● **WORK TO DO**:
1. In the shed build text below, what roofing material was chosen instead of shingle?
2. Shorten the paragraph of the shed build text beginning "After getting that back wall framed" into a brief bulleted list that keeps its main facts.
3. Resume the shed build text from its last sentence and carry it forward.
+++ QUOTED PASSAGE
After getting that back wall framed, the front wall went much faster because it had a lot of similar cuts. I opted for a wider doorway and sacrificed a little height because I wanted it to be easy to maneuver a mower in and out. Unfortunately, I’ve already smacked my head a couple of times on that 2×4.
The main reason for the blocking was to maintain the spacing between studs because I couldn’t just mark that top plate in the usual fashion.
The two side walls were straight forward with the only exception being that I ripped the top plate to match the roof angle.
The siding is T1-11, and it’s the same stuff Steve Wartman and his crew used for that shed build. I cut it so that it overlapped the band board, adjacent wall framing and the roof framing.
I measured and cut the siding for the front wall, but did not attach it because I needed to be able to slide the roof into place first.
Fred and a couple of friends helped me frame out the main portion of the roof.
I decided to use corrugated metal for the roof instead of shingle.
++++++
+++ DATA SUPPLIED
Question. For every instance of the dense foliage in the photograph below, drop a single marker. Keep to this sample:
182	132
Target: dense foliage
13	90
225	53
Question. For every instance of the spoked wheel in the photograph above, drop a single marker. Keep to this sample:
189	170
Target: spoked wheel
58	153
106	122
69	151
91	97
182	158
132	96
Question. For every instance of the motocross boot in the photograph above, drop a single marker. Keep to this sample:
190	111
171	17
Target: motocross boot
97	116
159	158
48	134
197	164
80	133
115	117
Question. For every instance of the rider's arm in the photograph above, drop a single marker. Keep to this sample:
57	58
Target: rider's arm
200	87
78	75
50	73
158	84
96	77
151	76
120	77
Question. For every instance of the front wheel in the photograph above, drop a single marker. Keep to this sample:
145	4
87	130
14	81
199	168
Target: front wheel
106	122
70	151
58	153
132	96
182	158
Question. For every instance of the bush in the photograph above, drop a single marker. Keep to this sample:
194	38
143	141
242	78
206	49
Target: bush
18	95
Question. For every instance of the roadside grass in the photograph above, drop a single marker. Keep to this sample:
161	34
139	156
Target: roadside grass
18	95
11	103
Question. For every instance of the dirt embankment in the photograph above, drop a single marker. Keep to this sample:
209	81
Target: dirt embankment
++++++
● **ANSWERS FOR THE EXERCISE**:
1. Corrugated metal.

2.
- The front wall went faster than the back wall because it had many similar cuts.
- The doorway was made wider, giving up a little height, so a mower could move in and out easily.
- The builder has already hit their head on the 2×4 over the doorway a couple of times.

3.
We attached a ridge vent and corrugated metal to the framing out in the open.
The roofing is attached with screws that include rubber washers to seal out water. We then slide the roof in place, and I joined the framing with nails through the underside of the top plate.
I trimmed the entire roof and doorway with Azek.
The corners are another PVC trim product, and I used it because there was limited space between the shed and the pressure-treated ” retaining wall”.
For the door I used scrap pieces of flooring and the T1-11 I cut out for the doorway, and I’m really happy with how it turned out.
I still have a few things to caulk, and I want to reuse the old pavers in front of the doorway. I think it looks really good, and the next big rainstorm will tell me if it’s watertight.
I sealed the joint between the corrugated metal and the PVC with silicone.
The door trim, jambs and door stop are all Azek PVC, and no that is not blood in the corner.
Here’s a look at the OSB, T1-11, PVC sandwich door.
Inside the shed I’ve already started storing a few items, and you can see the sweet Gladiator Geartrack compliments of Ace Hardware. It’s heavy-duty enough that I can hang just about anything. So far I only have rakes and some lawn and garden tools.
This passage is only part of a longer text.